• [Task set]
- a) Reproduce the part of the piece on Scientology and its "full potential" promise starting with "Steve Brackett, the" and going on through "May 28, 2009.".
- b) Pick up the piece on Scientology and its "full potential" promise from its final sentence and keep writing.

• [Text for analysis]
In its early history, Scientology made a lot of exorbitant claims about what it could do. L. Ron Hubbard claimed that his “technology” could cure diabetes, allergies, cancer, and other diseases, as well teach people how to “go exterior with full perception” — leave your body at will. In other words, reaching your full potential meant becoming a superhuman with amazing powers.

But is that what Scientology delivers? Seeing this new slogan made us think about some famous cases in Scientology history. Did these people reach their “full potential”?

Lisa McPherson tried to reach her full potential in Scientology. She was from Dallas and had moved to Florida to be at Scientology’s “spiritual mecca,” the Flag Land Base. Scientology leader David Miscavige himself decided in the summer of 1995 that she had gone “Clear,” a major step for a Scientologist. But then what happened over the next few months is a tragic story that this website has told in real time, on the 20th anniversary of Lisa’s death.

Steve Brackett, the one-time fiancé of The Simpsons voice actress Nancy Cartwright and a high-level “OT” Scientologist, never reached his full potential in Scientology because, facing bankruptcy and financial ruin in a church where money is everything, he jumped off the Highway 1 Bixby Bridge on the Big Sur coast of California and plunged nearly 200 feet to his death sometime in the darkness of the very early morning hours of May 28, 2009.

Sons of Anarchy actor Johnny Lewis never reached his full potential in Scientology. He murdered his landlady, killed her cat, and then fell or jumped to his death from a roof in darkness in 2012.

 

Jenny Linson, Marc Yager, and Dave Bloomberg, three high-ranking Scientology officials, are seen acting like lunatics at Los Angeles International Airport. Is this the full potential they were aiming for?

William “Rex” Fowler never reached his full potential in Scientology. Following a bitter dispute over Fowler’s large donation of company funds to Scientology, Fowler shot and killed his business partner in cold blood and then turned his 9mm Glock pistol on himself. Fowler’s suicide attempt failed, and he was prosecuted and sentenced to life in prison. As police were still investigating the crime scene, Fowler’s Scientologist wife arrived and insisted to police that she be allowed to take her husband’s briefcase as it contained classified Scientology OT materials. The police refused her demand. The briefcase was later returned.

Heber Jentzsch, President of the Church of Scientology International, never realized his full potential in Scientology because he’s been imprisoned in “The Hole” since 2004, let out only occasionally for a few appearances.

Charles Manson spent some of the 1960s at the federal penitentiary on McNeil Island in Washington State. During that time, he got into Scientology and did quite a bit of auditing — his warden at the time even said it was good to see that Charlie was applying himself to something. But Charlie didn’t reach his full potential with Scientology. When he got out of prison he put together his own amalgamation of ideas as he gathered The Family around him and committed some of the most famous murders of all time.

• [Data to examine]
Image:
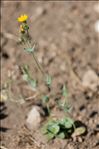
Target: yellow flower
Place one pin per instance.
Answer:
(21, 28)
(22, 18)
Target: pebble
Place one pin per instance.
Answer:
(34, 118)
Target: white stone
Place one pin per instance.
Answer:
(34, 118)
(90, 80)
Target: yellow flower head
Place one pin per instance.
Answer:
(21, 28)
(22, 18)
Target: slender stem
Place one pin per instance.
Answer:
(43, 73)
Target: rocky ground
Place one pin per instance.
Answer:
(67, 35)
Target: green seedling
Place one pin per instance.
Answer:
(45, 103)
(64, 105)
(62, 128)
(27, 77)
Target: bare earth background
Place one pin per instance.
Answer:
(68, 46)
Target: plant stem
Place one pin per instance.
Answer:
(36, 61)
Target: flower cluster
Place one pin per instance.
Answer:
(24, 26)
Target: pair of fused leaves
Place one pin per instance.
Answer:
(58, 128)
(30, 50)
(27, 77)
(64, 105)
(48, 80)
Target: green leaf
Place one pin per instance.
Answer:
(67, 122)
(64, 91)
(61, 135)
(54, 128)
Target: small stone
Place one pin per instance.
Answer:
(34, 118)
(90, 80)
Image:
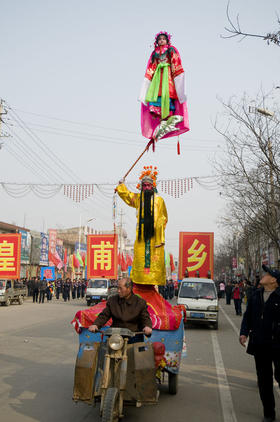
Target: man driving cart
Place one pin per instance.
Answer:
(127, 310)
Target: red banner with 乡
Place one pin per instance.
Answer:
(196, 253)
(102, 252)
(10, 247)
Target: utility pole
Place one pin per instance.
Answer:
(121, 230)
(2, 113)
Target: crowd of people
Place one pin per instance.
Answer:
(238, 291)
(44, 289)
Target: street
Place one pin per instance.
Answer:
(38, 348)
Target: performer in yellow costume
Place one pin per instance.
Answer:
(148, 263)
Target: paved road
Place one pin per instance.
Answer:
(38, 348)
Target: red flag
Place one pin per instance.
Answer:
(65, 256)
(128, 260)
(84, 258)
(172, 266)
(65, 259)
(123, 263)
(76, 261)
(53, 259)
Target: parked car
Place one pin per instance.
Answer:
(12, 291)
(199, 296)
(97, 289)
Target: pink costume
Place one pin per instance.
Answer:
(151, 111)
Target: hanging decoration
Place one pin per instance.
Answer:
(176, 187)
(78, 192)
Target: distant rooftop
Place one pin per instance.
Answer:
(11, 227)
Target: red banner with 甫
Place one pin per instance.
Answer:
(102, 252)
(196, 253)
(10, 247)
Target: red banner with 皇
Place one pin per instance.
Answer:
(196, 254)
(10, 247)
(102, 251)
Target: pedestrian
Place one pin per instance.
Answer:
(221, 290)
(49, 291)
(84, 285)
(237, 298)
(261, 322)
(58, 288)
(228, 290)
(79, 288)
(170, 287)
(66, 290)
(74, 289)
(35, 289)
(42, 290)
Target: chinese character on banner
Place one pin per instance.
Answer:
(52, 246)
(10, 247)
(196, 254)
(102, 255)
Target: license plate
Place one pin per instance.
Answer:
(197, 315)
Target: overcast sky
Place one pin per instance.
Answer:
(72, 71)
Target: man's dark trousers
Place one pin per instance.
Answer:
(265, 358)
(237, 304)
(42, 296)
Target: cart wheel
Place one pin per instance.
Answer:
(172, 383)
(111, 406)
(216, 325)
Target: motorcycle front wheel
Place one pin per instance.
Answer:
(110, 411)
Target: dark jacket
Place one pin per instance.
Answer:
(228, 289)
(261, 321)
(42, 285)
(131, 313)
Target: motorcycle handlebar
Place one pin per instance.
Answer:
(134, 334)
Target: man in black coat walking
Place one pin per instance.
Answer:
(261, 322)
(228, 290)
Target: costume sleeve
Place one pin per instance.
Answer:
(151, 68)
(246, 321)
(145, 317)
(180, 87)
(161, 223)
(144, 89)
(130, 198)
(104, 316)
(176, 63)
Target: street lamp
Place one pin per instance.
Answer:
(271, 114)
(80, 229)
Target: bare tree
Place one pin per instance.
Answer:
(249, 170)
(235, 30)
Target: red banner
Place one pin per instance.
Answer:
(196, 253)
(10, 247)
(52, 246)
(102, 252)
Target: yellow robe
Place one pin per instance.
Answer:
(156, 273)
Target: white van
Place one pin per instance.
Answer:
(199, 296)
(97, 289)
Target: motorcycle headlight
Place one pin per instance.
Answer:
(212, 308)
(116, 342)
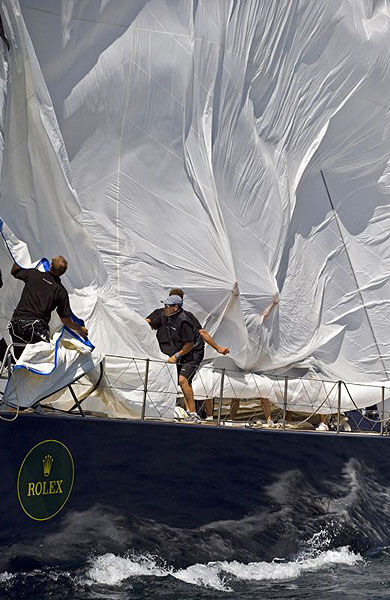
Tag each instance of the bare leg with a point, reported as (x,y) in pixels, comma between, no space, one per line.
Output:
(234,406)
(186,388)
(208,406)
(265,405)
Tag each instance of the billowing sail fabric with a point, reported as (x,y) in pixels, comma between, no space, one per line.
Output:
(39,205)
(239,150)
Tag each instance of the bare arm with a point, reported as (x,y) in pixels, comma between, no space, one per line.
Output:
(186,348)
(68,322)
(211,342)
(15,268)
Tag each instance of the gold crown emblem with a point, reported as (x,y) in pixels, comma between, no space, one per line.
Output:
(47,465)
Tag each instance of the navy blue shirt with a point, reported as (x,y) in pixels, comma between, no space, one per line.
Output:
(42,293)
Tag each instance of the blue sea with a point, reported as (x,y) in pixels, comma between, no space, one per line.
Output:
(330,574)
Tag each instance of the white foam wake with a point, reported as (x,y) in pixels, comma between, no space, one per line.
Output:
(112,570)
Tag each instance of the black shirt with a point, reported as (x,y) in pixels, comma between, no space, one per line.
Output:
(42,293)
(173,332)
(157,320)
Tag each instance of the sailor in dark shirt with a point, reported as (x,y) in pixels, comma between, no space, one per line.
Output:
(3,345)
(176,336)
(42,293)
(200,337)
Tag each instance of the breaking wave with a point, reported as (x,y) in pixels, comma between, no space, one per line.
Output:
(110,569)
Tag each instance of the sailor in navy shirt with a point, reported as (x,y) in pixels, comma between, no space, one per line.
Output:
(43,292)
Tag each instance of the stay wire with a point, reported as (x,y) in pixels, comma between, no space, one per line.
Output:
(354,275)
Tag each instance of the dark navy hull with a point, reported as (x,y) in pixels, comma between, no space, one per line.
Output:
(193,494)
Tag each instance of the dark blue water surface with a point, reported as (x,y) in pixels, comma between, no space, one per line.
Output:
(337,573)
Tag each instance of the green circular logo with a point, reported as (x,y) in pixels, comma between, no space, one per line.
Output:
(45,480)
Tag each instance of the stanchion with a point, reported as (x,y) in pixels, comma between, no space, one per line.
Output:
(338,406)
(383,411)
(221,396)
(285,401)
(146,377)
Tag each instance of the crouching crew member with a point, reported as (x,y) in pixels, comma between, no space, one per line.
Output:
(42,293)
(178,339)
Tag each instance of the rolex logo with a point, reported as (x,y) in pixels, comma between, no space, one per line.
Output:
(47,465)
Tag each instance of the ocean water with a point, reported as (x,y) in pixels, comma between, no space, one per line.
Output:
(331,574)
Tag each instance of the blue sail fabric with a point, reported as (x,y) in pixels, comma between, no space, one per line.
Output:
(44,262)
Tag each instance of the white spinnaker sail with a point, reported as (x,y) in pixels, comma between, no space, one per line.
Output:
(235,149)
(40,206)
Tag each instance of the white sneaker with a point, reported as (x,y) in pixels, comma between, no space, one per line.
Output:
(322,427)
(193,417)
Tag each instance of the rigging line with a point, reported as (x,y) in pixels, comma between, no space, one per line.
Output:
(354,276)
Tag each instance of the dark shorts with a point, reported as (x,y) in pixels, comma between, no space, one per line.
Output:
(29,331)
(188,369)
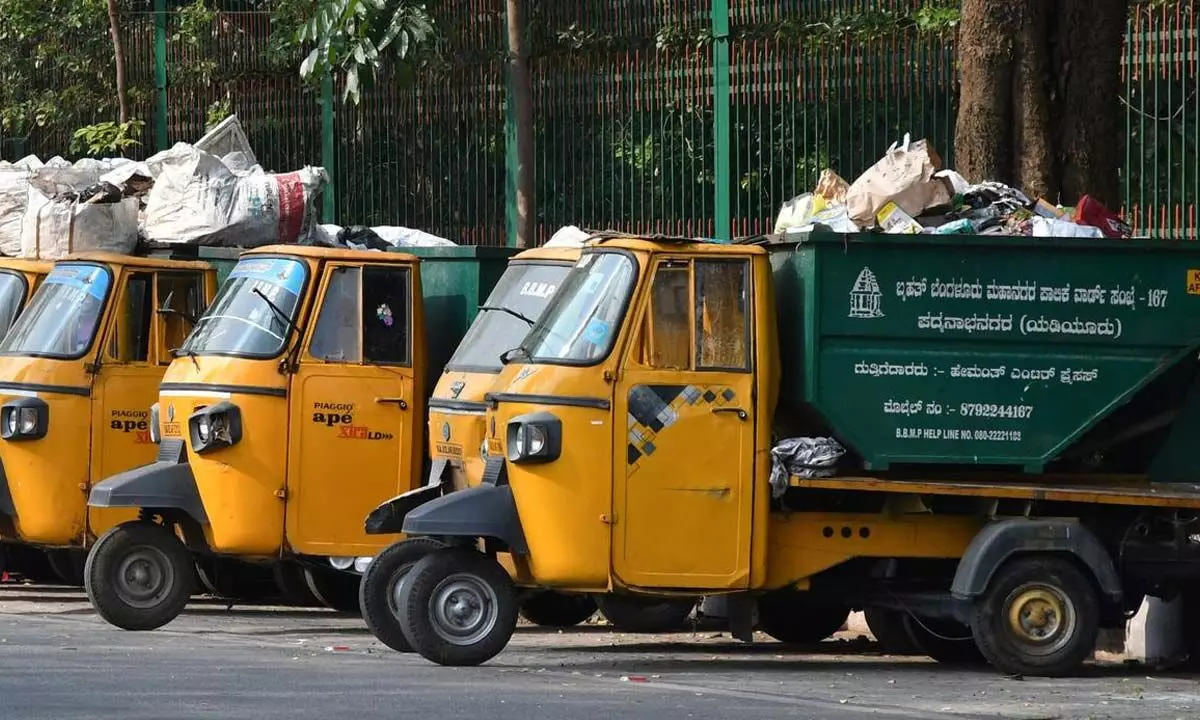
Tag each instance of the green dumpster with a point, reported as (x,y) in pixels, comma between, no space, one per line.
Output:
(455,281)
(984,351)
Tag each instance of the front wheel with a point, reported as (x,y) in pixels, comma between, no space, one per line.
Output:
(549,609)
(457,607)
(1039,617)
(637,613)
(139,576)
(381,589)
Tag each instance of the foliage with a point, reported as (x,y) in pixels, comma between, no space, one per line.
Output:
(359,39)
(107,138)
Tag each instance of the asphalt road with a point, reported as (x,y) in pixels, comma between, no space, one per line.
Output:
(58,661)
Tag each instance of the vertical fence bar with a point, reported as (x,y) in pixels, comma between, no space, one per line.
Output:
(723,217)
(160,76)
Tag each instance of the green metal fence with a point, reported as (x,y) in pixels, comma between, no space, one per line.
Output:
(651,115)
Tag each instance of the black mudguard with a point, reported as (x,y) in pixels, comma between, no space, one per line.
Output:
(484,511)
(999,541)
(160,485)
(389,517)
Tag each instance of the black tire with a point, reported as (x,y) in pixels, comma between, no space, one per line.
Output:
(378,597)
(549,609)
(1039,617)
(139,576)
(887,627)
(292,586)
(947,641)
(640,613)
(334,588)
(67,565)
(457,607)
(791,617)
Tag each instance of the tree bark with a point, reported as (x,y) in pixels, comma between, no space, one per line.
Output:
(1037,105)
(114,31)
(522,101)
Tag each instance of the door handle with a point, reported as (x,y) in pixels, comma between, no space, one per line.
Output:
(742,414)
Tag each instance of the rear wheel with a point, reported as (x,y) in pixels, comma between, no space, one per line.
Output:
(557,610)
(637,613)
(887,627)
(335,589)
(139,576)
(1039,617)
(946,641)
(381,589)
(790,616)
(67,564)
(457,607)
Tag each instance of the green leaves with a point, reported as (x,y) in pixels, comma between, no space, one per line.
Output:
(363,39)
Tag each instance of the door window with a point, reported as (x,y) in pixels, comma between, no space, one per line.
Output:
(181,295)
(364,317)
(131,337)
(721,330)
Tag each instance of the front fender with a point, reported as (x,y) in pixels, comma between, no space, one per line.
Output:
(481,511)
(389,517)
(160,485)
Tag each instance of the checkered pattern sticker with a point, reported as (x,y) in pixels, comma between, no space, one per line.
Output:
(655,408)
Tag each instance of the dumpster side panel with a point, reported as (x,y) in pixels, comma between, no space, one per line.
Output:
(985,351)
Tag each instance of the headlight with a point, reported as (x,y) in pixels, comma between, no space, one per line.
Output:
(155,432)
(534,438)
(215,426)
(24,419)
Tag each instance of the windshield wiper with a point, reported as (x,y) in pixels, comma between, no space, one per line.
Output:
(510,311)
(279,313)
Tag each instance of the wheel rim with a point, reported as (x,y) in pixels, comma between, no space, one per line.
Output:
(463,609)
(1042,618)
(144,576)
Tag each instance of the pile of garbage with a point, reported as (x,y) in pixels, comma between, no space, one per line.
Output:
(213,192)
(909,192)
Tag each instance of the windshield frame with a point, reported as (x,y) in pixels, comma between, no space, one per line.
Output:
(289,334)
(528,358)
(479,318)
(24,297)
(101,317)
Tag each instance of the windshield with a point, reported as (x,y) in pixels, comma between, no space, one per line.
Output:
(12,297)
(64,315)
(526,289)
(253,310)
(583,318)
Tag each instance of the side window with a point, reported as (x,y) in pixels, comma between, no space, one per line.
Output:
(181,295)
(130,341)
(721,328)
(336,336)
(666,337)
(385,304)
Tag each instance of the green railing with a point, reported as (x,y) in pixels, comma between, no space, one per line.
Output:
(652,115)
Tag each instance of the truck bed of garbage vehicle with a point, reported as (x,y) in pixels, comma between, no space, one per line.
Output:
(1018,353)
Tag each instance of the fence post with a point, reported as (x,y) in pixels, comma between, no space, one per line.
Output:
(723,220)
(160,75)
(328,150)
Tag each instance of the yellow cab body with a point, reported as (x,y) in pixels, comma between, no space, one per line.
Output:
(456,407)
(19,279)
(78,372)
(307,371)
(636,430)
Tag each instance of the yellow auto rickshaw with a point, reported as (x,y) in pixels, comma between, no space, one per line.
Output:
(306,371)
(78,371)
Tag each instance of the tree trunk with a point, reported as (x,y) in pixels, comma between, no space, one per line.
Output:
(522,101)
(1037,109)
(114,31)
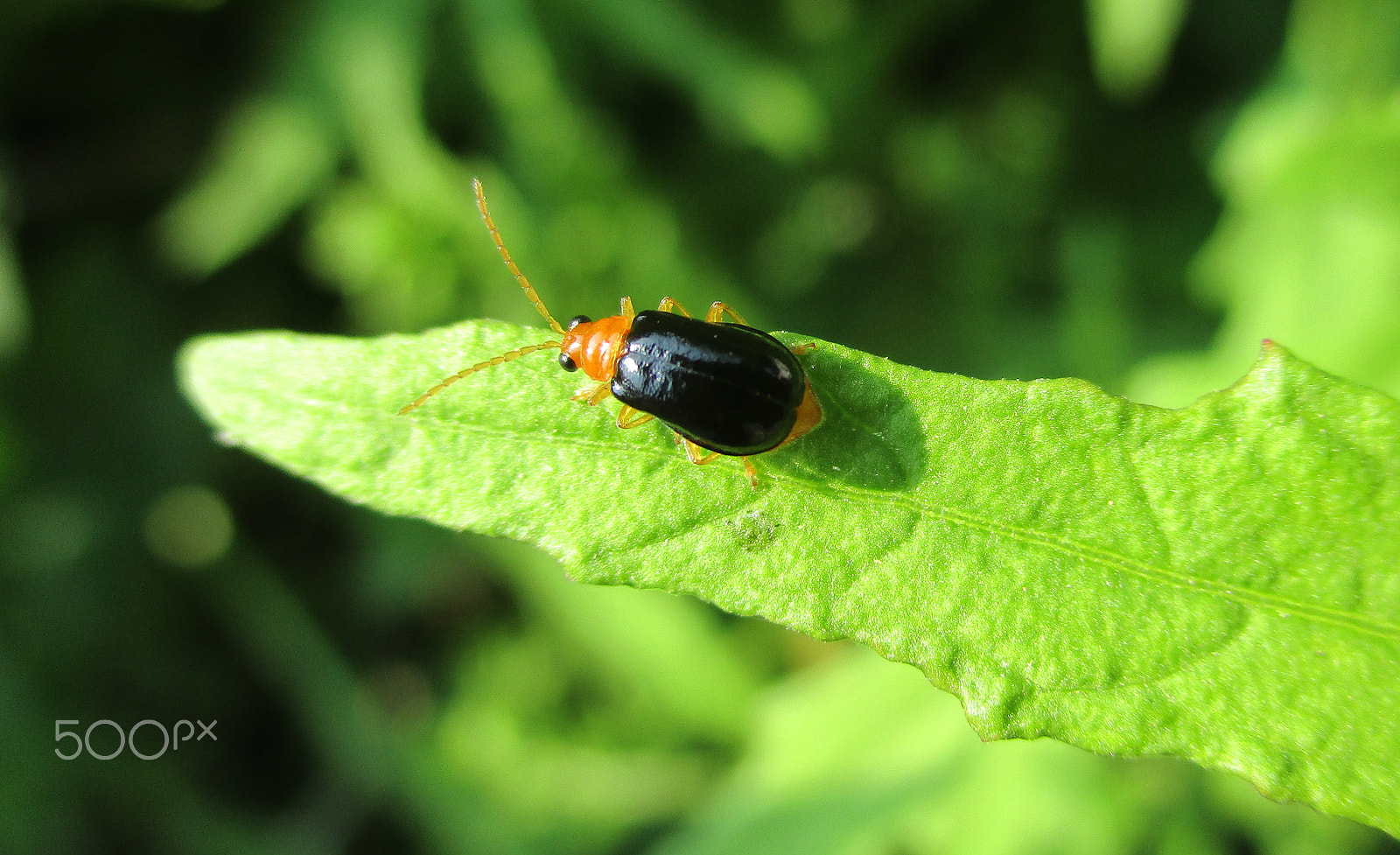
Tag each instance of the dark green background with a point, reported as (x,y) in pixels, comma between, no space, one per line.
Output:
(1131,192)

• [Task responses]
- a)
Steve Brackett, the one-time fiancé of The Simpsons voice actress Nancy Cartwright and a high-level “OT” Scientologist, never reached his full potential in Scientology because, facing bankruptcy and financial ruin in a church where money is everything, he jumped off the Highway 1 Bixby Bridge on the Big Sur coast of California and plunged nearly 200 feet to his death sometime in the darkness of the very early morning hours of May 28, 2009.

- b)
Reed Slatkin never reached his full potential in Scientology. Instead, he was caught swindling $593 million in a Ponzi scheme and was sent to prison. Slatkin was very generous with his stolen money and donated a great deal of it to the Church of Scientology. After his arrest and conviction, the Church of Scientology was forced to give back some of the money Slatkin had donated, although the church fought having to return the funds. Slatkin died of a heart attack in 2015, two years after being released from incarceration.

A legendary auditor and “Tech Wizard” in Scientology, Class XII Case Supervisor David Mayo was the Senior Case Supervisor International (C/S INT) for all of Scientology. Mayo had been widely credited with having saved L. Ron Hubbard from death in 1978 by using a special program of auditing that later became the basis of NED for OT’s. Mayo was regarded as Hubbard’s successor on the Tech lines of the Church. However, David Mayo fell on the wrong side of things politically in the aftermath of Snow White Program and the widespread paranoia it created inside of Scientology. Hubbard turned on Mayo and declared him an SP. Mayo infuriated Hubbard and Scientology when he defied them by opening his acclaimed Advanced Ability Center in Santa Barbara in 1983. Countless Scientologists left the Church to receive services from Mayo and his team at the AAC. David Mayo quickly became the target of Scientology’s wrath and an incredible program of Fair Game ensued. In a 2013 interview with Tony Ortega, Jon Atack said of David Mayo:

David Mayo was harassed for years. He was the subject of at least one murder attempt. I spent a month in Palo Alto in 1986, where I first interviewed Mayo and I was impressed by his sober grasp. He described without rancor the horrors of his own treatment -– for instance, being forced to run round a pole planted in the desert for hours on end –- and he was very precise. I was most impressed by his obvious distress when adulated, which happened a few times during my stays in Palo Alto. He very obviously didn’t want to assume Hubbard’s narcissistic mantle. I’m very glad that he didn’t take Scientology over, because I might have been tempted to stay in the fold. Wherever he is now, I wish him peace and fulfillment. He deserves it.


Music legend Isaac Hayes had won an Academy award, a Golden Globe, and three Grammys but he had declared bankruptcy in 1977, beset by financial and legal problems. He became a Scientologist in the early 1990s, and then enjoyed a profitable second career when he became the voice of “Chef” on a new animated cable show South Park. Chef proved to be a lucrative role for Hayes and allowed him to support his fourth wife and their young child. Following South Park’s airing of its Scientology parody “Trapped in the Closet” on November 16, 2005, Hayes was heavily pressured by Scientology to resign from the show. Hayes subsequently suffered a debilitating stroke in January 2006. Hayes’ son Isaac Hayes III said in a 2016 interview that someone in Scientology quit the South Park job on his father’s behalf in March 2006. Having lost his substantial South Park income, the post-stroke Hayes was forced to relearn the piano and return to the grueling life of touring on the road in order to earn a living. Hayes collapsed on a treadmill in his Memphis home and died at age 65 on August 10, 2008.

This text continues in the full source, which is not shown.